● Written problem: Count the lines in the items below that contain the string "tablet", and reply with that number alone.
Begin
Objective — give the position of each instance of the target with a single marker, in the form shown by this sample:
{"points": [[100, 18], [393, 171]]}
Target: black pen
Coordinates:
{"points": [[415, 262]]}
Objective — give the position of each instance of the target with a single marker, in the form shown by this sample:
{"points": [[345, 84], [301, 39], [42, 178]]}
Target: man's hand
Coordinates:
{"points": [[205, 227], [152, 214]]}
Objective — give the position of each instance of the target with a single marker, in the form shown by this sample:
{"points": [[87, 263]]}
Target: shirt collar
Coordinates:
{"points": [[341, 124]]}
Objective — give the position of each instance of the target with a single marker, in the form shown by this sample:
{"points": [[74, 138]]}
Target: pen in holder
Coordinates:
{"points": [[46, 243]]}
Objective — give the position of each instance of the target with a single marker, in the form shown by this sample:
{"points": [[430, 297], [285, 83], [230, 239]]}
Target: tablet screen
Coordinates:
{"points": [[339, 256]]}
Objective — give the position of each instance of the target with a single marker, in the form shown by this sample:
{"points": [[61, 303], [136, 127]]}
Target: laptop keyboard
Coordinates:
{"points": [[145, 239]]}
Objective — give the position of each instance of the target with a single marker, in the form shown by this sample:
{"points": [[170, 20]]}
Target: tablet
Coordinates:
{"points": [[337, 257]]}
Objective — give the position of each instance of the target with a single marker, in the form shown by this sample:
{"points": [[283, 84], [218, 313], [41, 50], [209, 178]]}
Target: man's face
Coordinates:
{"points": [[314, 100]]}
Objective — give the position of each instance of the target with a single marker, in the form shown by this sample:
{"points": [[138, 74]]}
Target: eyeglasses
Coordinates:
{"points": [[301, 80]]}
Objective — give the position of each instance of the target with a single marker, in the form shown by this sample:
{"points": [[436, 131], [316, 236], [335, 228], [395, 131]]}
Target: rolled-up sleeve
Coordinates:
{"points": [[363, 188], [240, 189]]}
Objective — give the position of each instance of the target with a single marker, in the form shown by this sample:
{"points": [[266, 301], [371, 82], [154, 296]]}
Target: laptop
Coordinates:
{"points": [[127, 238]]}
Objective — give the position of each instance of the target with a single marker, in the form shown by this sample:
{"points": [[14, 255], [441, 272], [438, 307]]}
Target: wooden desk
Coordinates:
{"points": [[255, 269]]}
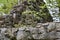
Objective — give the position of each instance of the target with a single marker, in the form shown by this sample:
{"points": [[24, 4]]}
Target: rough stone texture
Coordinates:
{"points": [[44, 31]]}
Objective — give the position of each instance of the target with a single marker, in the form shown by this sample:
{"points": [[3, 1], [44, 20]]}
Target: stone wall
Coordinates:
{"points": [[43, 31]]}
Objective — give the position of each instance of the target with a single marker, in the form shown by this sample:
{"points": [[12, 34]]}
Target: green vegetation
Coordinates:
{"points": [[6, 5]]}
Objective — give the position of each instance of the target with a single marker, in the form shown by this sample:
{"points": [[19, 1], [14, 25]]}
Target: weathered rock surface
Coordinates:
{"points": [[44, 31]]}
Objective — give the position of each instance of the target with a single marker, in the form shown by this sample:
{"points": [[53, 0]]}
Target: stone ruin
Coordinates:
{"points": [[45, 31], [16, 17]]}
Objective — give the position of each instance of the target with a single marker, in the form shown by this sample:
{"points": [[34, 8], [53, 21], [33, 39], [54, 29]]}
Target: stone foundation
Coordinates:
{"points": [[43, 31]]}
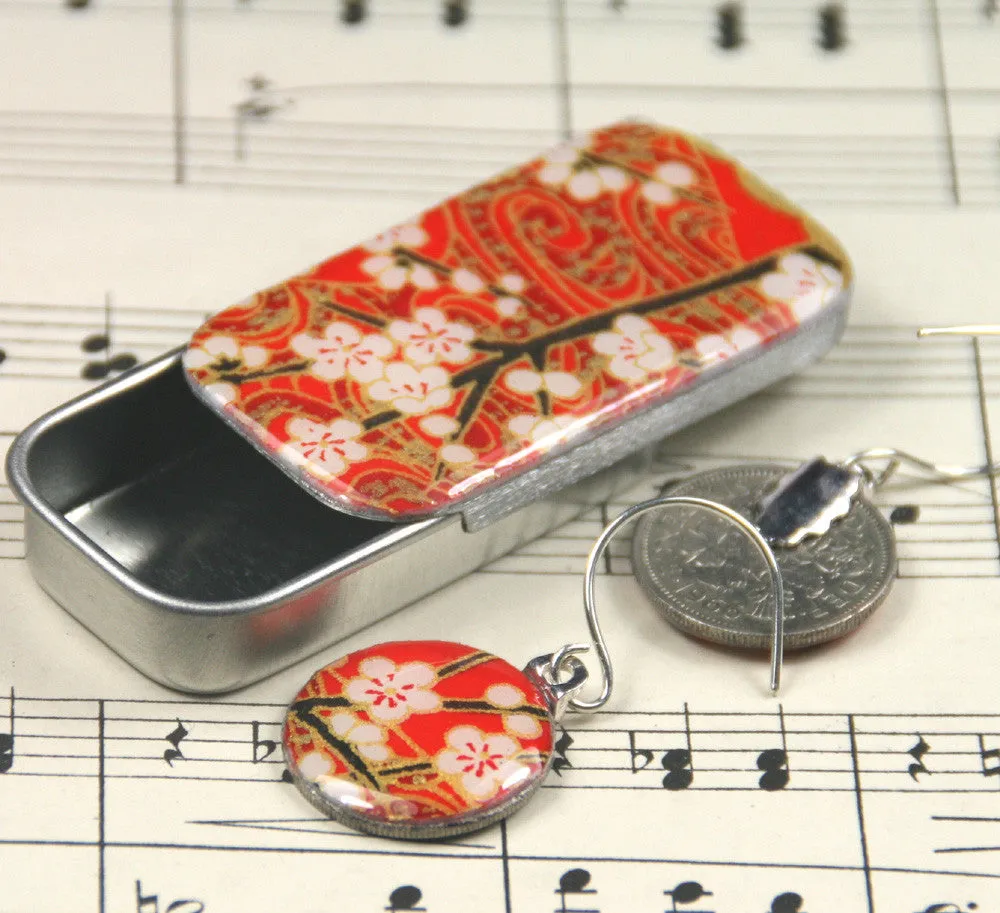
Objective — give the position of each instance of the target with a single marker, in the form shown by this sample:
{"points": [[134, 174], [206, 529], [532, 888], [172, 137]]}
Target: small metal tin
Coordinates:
{"points": [[185, 519], [150, 521]]}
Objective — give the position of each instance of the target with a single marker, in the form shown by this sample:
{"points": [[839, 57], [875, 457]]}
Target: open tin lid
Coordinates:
{"points": [[525, 333]]}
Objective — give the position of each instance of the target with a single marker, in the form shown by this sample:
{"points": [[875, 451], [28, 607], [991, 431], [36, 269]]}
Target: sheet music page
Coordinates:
{"points": [[160, 159]]}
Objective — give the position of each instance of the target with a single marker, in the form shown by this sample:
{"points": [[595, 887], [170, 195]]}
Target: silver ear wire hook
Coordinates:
{"points": [[971, 329], [940, 472], [612, 529]]}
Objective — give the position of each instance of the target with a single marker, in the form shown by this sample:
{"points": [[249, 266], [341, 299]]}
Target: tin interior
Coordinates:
{"points": [[190, 509]]}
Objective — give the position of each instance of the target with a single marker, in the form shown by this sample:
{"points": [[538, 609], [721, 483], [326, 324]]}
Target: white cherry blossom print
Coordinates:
{"points": [[393, 271], [537, 428], [467, 281], [221, 392], [411, 390], [719, 346], [485, 760], [431, 338], [665, 180], [408, 235], [804, 283], [457, 454], [367, 738], [636, 348], [224, 354], [584, 179], [343, 351], [560, 384], [504, 695], [324, 450], [391, 693]]}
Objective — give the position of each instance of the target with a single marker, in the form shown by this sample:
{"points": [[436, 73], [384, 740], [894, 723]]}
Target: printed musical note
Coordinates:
{"points": [[7, 741], [988, 755], [687, 892], [150, 903], [832, 27], [730, 18], [455, 12], [175, 738], [574, 881], [904, 514], [789, 902], [561, 761], [677, 761], [102, 342], [263, 103], [267, 746], [405, 897], [636, 754], [354, 11], [917, 752], [774, 763]]}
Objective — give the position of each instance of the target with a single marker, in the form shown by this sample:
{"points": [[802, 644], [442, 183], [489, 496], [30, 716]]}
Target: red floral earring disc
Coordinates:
{"points": [[418, 739]]}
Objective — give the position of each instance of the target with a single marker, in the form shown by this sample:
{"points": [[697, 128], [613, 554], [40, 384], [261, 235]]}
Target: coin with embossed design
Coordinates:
{"points": [[708, 580]]}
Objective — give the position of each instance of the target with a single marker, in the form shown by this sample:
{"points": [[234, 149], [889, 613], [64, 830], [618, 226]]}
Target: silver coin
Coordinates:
{"points": [[709, 580]]}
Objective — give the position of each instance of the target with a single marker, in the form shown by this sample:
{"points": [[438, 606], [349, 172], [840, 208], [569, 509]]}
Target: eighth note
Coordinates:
{"points": [[574, 881], [268, 746], [353, 11], [917, 752], [405, 897], [561, 762], [774, 763], [687, 892], [789, 902], [7, 741], [832, 28], [175, 738], [730, 26], [677, 764], [985, 756], [905, 513], [101, 342]]}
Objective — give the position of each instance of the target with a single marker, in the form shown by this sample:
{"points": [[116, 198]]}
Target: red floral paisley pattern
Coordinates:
{"points": [[417, 733], [399, 377]]}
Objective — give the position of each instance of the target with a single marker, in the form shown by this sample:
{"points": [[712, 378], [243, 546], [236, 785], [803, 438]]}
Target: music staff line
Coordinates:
{"points": [[46, 341], [605, 748], [267, 152], [936, 538], [873, 15]]}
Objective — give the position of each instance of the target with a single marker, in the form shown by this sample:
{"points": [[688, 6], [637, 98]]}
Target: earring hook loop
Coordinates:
{"points": [[600, 546], [895, 458]]}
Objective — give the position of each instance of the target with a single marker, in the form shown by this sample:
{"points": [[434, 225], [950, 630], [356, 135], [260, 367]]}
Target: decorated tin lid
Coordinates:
{"points": [[483, 342]]}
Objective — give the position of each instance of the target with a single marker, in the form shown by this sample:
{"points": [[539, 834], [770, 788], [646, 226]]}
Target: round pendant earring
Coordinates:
{"points": [[422, 740]]}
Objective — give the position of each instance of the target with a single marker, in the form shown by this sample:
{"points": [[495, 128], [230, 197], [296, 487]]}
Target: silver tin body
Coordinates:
{"points": [[204, 566]]}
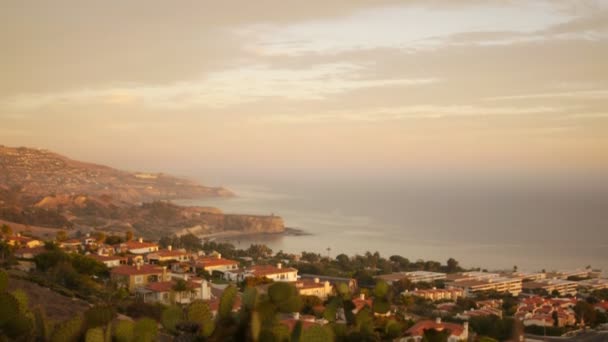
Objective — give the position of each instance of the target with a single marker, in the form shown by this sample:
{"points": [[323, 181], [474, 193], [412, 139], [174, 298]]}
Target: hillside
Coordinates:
{"points": [[39, 173], [43, 189]]}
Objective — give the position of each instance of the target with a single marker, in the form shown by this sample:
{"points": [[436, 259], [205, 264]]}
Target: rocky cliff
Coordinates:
{"points": [[41, 188]]}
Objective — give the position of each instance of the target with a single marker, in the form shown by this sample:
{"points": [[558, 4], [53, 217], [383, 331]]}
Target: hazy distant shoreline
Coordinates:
{"points": [[232, 234]]}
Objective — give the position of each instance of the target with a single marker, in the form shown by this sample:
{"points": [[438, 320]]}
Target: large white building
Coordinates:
{"points": [[275, 273]]}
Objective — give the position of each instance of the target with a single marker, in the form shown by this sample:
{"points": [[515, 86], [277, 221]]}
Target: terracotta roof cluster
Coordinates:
{"points": [[103, 258], [214, 261], [134, 270], [419, 328], [138, 245], [33, 251], [309, 284], [167, 286], [265, 270], [170, 253]]}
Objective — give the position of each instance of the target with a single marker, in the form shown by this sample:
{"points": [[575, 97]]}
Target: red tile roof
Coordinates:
{"points": [[138, 245], [419, 328], [133, 270], [212, 261], [167, 253], [264, 270], [167, 286]]}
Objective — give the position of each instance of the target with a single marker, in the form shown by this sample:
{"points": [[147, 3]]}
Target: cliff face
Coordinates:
{"points": [[39, 173], [41, 188], [251, 224]]}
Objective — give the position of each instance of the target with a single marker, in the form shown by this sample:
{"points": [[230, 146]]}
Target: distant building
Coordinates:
{"points": [[544, 311], [138, 276], [474, 282], [168, 255], [216, 263], [350, 282], [593, 284], [457, 332], [275, 273], [563, 287], [163, 292], [20, 241], [109, 261], [314, 287], [137, 247], [414, 276], [436, 294]]}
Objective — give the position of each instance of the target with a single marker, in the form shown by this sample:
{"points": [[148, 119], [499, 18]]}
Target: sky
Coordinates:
{"points": [[278, 88]]}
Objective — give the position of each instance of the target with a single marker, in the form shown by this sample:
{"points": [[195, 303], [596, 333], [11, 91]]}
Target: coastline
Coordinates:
{"points": [[227, 235]]}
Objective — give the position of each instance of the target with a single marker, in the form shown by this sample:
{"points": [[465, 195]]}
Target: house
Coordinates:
{"points": [[71, 244], [23, 241], [593, 284], [545, 311], [109, 261], [216, 263], [164, 292], [28, 253], [350, 282], [457, 332], [414, 276], [275, 273], [168, 255], [138, 276], [137, 247], [314, 287], [474, 282], [602, 306], [436, 294], [361, 302], [563, 287]]}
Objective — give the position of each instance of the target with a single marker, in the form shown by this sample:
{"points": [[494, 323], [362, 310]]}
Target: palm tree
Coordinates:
{"points": [[180, 287]]}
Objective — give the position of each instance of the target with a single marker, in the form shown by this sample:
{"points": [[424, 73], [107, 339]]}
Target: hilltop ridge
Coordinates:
{"points": [[44, 189], [40, 172]]}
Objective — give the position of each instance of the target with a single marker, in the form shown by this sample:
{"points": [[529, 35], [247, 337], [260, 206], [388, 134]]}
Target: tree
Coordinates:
End
● Full response: 2